#### Work to be completed:
Go through the data and copy every line exactly, but not the images.

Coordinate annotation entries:
>> Start

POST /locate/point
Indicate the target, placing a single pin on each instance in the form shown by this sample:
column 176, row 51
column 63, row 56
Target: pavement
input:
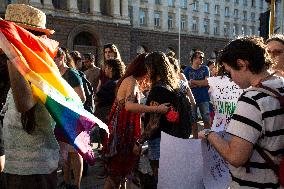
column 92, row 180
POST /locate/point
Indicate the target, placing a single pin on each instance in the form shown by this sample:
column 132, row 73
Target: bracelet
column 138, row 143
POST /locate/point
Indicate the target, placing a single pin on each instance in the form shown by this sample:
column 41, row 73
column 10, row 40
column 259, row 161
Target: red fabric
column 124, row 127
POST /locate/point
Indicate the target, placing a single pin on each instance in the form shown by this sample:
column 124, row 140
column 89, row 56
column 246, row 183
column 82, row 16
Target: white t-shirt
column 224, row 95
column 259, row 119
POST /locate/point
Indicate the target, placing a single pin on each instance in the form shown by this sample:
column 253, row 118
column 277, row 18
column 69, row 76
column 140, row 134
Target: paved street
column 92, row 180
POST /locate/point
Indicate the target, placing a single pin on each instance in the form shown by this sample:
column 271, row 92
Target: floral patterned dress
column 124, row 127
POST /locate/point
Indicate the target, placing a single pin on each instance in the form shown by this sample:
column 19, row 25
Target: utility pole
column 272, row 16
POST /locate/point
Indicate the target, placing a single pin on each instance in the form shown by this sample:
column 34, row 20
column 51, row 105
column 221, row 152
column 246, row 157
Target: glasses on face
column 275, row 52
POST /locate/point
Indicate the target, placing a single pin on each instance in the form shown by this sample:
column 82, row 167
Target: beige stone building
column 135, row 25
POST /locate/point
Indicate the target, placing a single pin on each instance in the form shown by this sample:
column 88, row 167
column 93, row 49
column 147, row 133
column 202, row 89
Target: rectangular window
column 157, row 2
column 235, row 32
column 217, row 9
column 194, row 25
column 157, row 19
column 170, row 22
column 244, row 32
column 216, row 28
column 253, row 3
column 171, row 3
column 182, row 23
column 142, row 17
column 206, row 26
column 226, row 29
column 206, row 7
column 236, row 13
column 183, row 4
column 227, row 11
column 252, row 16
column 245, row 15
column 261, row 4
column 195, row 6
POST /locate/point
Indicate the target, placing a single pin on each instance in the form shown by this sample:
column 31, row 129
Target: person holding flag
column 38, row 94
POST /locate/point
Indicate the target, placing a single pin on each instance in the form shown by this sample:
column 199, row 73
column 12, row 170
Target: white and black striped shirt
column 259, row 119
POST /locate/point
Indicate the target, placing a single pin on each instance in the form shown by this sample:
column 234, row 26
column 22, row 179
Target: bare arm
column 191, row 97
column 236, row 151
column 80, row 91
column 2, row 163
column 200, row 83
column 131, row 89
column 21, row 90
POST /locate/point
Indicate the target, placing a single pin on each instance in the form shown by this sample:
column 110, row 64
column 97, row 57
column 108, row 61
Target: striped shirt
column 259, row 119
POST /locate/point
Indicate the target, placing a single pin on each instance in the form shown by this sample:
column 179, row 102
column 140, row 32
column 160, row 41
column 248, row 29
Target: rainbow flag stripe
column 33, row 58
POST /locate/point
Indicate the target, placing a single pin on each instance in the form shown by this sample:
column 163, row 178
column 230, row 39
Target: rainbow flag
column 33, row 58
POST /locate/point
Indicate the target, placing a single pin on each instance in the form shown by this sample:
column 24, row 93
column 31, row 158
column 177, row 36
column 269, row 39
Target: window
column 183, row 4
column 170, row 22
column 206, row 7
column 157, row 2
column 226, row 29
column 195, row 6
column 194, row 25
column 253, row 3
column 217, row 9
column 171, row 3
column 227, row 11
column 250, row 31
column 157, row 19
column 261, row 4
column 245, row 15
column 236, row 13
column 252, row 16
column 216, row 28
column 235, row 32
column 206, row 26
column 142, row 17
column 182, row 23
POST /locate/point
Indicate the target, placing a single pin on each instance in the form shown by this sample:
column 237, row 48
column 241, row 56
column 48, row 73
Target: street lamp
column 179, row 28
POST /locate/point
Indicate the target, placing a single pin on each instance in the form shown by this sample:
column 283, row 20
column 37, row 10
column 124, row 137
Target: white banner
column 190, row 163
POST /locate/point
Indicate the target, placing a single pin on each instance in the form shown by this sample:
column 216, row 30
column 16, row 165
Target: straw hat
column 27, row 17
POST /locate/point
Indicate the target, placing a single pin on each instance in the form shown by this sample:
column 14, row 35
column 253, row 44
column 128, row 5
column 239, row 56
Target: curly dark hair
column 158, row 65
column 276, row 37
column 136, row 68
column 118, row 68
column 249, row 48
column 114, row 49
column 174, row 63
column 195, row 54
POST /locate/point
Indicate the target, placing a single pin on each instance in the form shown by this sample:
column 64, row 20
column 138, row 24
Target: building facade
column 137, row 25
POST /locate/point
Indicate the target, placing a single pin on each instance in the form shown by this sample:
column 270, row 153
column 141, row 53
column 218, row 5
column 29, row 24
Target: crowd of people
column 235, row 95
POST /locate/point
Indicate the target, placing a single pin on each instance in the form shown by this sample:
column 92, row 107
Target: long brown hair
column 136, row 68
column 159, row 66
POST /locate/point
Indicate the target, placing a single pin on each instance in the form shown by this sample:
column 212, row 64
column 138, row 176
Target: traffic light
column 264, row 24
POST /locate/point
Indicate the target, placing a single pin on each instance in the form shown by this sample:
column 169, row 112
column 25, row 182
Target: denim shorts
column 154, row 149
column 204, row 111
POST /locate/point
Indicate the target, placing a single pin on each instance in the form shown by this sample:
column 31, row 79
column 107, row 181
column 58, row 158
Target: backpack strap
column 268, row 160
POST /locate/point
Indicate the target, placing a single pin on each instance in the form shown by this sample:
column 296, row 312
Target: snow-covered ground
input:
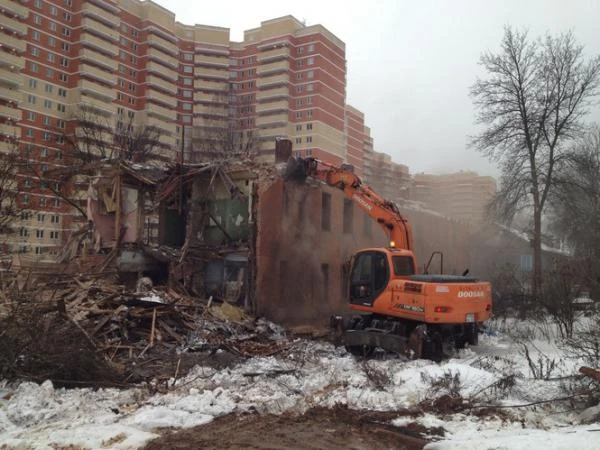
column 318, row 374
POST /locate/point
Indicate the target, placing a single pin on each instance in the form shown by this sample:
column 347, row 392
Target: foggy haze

>> End

#### Exercise solution:
POST /locate/point
Indicate the target, placing a single pin on each instance in the form shown by this sample:
column 176, row 51
column 63, row 56
Target: pavement
input:
column 92, row 180
POST /locate/point
Indicate the target, placing a single pin on each instance in the form shown by this sample:
column 132, row 73
Target: bracelet
column 138, row 143
POST /locate/point
Indicate the target, placing a single pin on each instance in the form shown by this sample:
column 41, row 73
column 10, row 40
column 259, row 161
Target: red fabric
column 124, row 127
POST /locate/point
Indicate the target, placing a single pin on each instance in the form shown by this sample:
column 124, row 140
column 89, row 56
column 246, row 183
column 82, row 16
Target: white t-shirt
column 224, row 95
column 259, row 119
POST /locate/point
Indicate the target, placing a single pin on each instance in the form shown by this sample:
column 253, row 118
column 277, row 18
column 69, row 76
column 140, row 134
Target: paved street
column 92, row 180
POST /locate/point
Indicate the target, placing a single pin on each instance in the form shown by this sample:
column 271, row 92
Target: floral patterned dress
column 124, row 127
POST /locate/point
Indicate the target, placing a single pin on each instance in the form shown by this sample:
column 19, row 25
Target: utility pole
column 272, row 16
POST /locate/point
Indicate the target, placing a single pin on each instance in the form shown by this sample:
column 34, row 20
column 51, row 105
column 221, row 152
column 246, row 157
Target: glasses on face
column 275, row 52
POST /locate/point
Indicate the target, placing a single pin on each instance in the form shown by this sample:
column 82, row 167
Target: beige stone building
column 135, row 25
POST /locate/point
Indicate the target, placing a single pin on each instance in the form shown by this sample:
column 88, row 167
column 93, row 49
column 147, row 133
column 202, row 89
Target: rectangular window
column 157, row 2
column 235, row 32
column 217, row 9
column 194, row 25
column 157, row 19
column 170, row 22
column 244, row 32
column 216, row 28
column 253, row 3
column 171, row 3
column 182, row 23
column 142, row 17
column 206, row 26
column 226, row 29
column 206, row 7
column 236, row 13
column 183, row 4
column 227, row 11
column 252, row 16
column 245, row 15
column 261, row 4
column 195, row 6
POST /locate/point
Indicate the target, placing a single pin on each instance in the form shown by this sample:
column 31, row 129
Target: person holding flag
column 38, row 94
POST /locate/point
Indicate the target, placing a single pin on each instance in the form shown by this sample:
column 199, row 73
column 12, row 170
Target: white and black striped shirt
column 259, row 119
POST /locate/point
Indicate the target, placing a single pin on each instance in the form shown by this sample:
column 234, row 26
column 22, row 179
Target: bare arm
column 191, row 97
column 236, row 151
column 80, row 91
column 2, row 163
column 200, row 83
column 131, row 89
column 21, row 90
POST /locate/point
Indicate the target, placing a single pin on each instance in the form shown by this sample:
column 110, row 64
column 97, row 57
column 108, row 61
Target: striped shirt
column 259, row 119
POST /locate/point
Indicate the target, placing a single pin on each instance in the form shown by this sample:
column 179, row 102
column 140, row 32
column 160, row 41
column 248, row 29
Target: rainbow flag stripe
column 33, row 58
POST /locate/point
Indicate the target, placing a single pin on each instance in the form shown by this sample:
column 163, row 178
column 230, row 39
Target: rainbow flag
column 33, row 58
POST /locate/point
Indicate the target, placing a single pin on each instance in the form shown by this sample:
column 24, row 93
column 31, row 158
column 177, row 36
column 269, row 39
Target: window
column 183, row 4
column 170, row 22
column 206, row 7
column 157, row 2
column 226, row 29
column 195, row 6
column 194, row 25
column 253, row 3
column 217, row 9
column 171, row 3
column 227, row 11
column 250, row 31
column 157, row 19
column 261, row 4
column 245, row 15
column 236, row 13
column 252, row 16
column 216, row 28
column 235, row 32
column 206, row 26
column 142, row 17
column 182, row 23
POST /locate/point
Indicate the target, placing a single pin on each instance in the form shown by this sample:
column 237, row 48
column 241, row 56
column 48, row 73
Target: street lamp
column 179, row 28
POST /locate/point
Indicate the target, placing a single pin on each instance in the form shown by this sample:
column 283, row 20
column 37, row 10
column 124, row 137
Target: white banner
column 190, row 163
POST /locate/point
Indicate the target, placing a single pin on each instance in the form shown by this sample:
column 216, row 30
column 16, row 165
Target: straw hat
column 27, row 17
POST /locate/point
Indicate the target, placing a single pin on each instance in the form shown by this sample:
column 14, row 35
column 253, row 44
column 128, row 5
column 239, row 56
Target: curly dark hair
column 158, row 65
column 276, row 37
column 136, row 68
column 118, row 68
column 249, row 48
column 114, row 49
column 174, row 63
column 195, row 54
POST /locate/point
Indicate the target, placing a single pin on each instance in the form shown by this sample:
column 64, row 20
column 138, row 24
Target: building facade
column 137, row 25
POST /locate/point
Indicate the target, placing a single pin on each instance in the form shown by this sample:
column 270, row 153
column 141, row 53
column 218, row 5
column 29, row 24
Target: crowd of people
column 235, row 95
POST /locate/point
Indicate the target, placing a single pin on each instance in the form shown by this sample:
column 92, row 107
Target: long brown hair
column 136, row 68
column 159, row 66
POST /locate/point
Indicate the target, placing a single pin on each instance in the form shown by this sample:
column 212, row 64
column 138, row 176
Target: traffic light
column 264, row 24
POST /locate/point
Indicate the target, placing a single pin on each instance in the form shown by this sample:
column 169, row 112
column 25, row 182
Target: denim shorts
column 154, row 149
column 204, row 111
POST /locate/point
Indicate the target, placing a single pin on each instance in the form shown by this sample:
column 31, row 79
column 107, row 181
column 58, row 158
Target: backpack strap
column 268, row 160
POST /locate/point
Indicate the target, placing a single pin on each instance in the form shown by this sample:
column 296, row 312
Target: snow-covered ground
input:
column 318, row 374
POST /locate/point
Indicate the target, placing a single pin on each instance in the form shown by this sample:
column 347, row 392
Target: foggy haze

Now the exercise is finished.